Start of Data excerpts

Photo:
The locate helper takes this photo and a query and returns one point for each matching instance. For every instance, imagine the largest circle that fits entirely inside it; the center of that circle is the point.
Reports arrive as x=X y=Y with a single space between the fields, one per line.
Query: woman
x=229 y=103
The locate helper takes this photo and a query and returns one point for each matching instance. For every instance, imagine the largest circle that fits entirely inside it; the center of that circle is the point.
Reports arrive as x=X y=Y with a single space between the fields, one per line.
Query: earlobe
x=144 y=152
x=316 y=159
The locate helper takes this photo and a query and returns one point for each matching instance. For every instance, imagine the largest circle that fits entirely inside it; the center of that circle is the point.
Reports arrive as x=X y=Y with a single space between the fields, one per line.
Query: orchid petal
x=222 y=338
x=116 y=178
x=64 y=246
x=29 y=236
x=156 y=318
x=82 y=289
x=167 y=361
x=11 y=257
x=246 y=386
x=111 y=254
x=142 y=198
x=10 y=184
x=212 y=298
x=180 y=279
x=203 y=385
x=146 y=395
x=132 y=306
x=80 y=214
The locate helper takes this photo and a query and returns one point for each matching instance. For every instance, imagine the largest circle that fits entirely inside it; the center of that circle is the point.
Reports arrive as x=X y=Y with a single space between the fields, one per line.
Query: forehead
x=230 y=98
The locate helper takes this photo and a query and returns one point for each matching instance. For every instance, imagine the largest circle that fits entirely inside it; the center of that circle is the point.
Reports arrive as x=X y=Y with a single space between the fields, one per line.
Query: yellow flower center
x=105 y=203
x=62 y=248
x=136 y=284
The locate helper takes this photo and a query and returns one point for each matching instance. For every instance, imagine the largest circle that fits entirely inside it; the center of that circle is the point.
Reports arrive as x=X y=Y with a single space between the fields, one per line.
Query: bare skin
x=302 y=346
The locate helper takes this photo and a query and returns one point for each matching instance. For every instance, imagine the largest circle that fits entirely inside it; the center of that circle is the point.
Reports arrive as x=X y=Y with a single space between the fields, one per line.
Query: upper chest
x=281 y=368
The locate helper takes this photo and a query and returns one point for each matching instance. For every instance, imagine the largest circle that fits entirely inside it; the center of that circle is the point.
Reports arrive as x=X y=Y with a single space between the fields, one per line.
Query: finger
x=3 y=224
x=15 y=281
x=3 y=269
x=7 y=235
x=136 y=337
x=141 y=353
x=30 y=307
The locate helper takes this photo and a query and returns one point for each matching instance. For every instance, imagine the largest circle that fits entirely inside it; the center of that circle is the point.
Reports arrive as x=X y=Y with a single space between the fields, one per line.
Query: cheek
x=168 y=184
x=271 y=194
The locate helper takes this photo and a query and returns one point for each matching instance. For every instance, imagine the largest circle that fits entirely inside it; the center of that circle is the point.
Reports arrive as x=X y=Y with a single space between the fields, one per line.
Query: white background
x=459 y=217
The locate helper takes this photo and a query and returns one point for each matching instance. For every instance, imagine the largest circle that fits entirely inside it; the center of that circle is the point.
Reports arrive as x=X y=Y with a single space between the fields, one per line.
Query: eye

End of Data excerpts

■ **Your goal**:
Copy out the listing above with every "locate helper" changed to "point finder", leaving all other text untouched.

■ **Exercise output**:
Photo:
The point finder takes this photo and a query and returns one point for each matching instance. For every instance, imagine the largest circle that fits entirely inside it; the center of that circle is the point.
Reports arrive as x=X y=Y with a single space between the fields, one per line.
Query: woman
x=229 y=103
The point finder takes this photo and a query and returns one point for each matching instance. For every instance, imagine the largest circle that fits entirely inside it; the center of that circle is the point.
Reports arrive as x=X y=Y with a single space between the fields, one per line.
Query: earlobe
x=144 y=152
x=316 y=159
The point finder takes this photo and a query and returns one point for each matching instance. For every instance, imagine the largest circle that fits entirely inside it; the center of that circle is the point.
Reports arrive as x=X y=Y with a single space between the fields, one per line.
Query: orchid petal
x=222 y=338
x=116 y=178
x=64 y=246
x=29 y=236
x=156 y=318
x=82 y=289
x=167 y=361
x=11 y=257
x=246 y=386
x=111 y=254
x=142 y=198
x=10 y=184
x=212 y=298
x=180 y=279
x=203 y=385
x=146 y=395
x=132 y=306
x=80 y=214
The point finder takes this photo and a query and returns one point for each matching instance. For every instance, imagine the largest circle that fits entirely inside it; the center of that circle is the point.
Reports arrive as x=X y=Y with a single space between the fields, one per line.
Query: forehead
x=230 y=98
The point finder takes this photo and a query and returns one point for each matching instance. For every instance, imagine the largest circle that fits entirely inside it; the center of that circle is the point.
Reports arrive as x=X y=Y with a single space between the fields, one per line.
Query: yellow flower center
x=105 y=203
x=62 y=248
x=136 y=284
The point finder takes this photo and a query and returns one point for each matching instance. For every instance, imagine the largest circle that fits entirely inside it; the center of that circle is the point.
Reports arrive as x=X y=Y with a single space between the fields, one per line.
Query: bare skin
x=302 y=346
The point finder takes this photo and a query and returns one point for each matching instance. For every instance, imagine the largest circle that fits entirely inside it; the center of that circle is the point.
Reports arrive as x=X y=Y with a single space between the fields, one per line.
Query: upper chest
x=281 y=368
The point finder takes this photo and a query and returns one point for each matching instance. For every instance, imagine the largest circle that fits entirely inside it; the center of that circle is the point.
Reports arrive as x=X y=Y with a single space between the fields, one per line.
Query: finger
x=3 y=224
x=15 y=281
x=3 y=269
x=7 y=235
x=136 y=337
x=141 y=353
x=30 y=307
The point finder takes this photo and a query and returns one point for each matching instance. For every instance, imagine the largest circle that fits entirely inside it; the center of that circle is the point.
Reports arrive as x=X y=Y with a single space between the fields, one per line.
Query: cheek
x=168 y=184
x=271 y=194
The point finder takes this photo and a query and returns one point for each matching instance. For every instance, imagine the largest circle that fits entirely inside it; the center of that circle is the point.
Reports arrive as x=X y=Y with a single space between the fields, one per line.
Query: white background
x=459 y=217
The point finder takes this photo and a query and returns one point for each matching instance. For every instance, imagine the largest circle that fits entirely inside it; the center of that circle is the point.
Reports arrive as x=X y=Y with a single space between the fields, one per line.
Query: eye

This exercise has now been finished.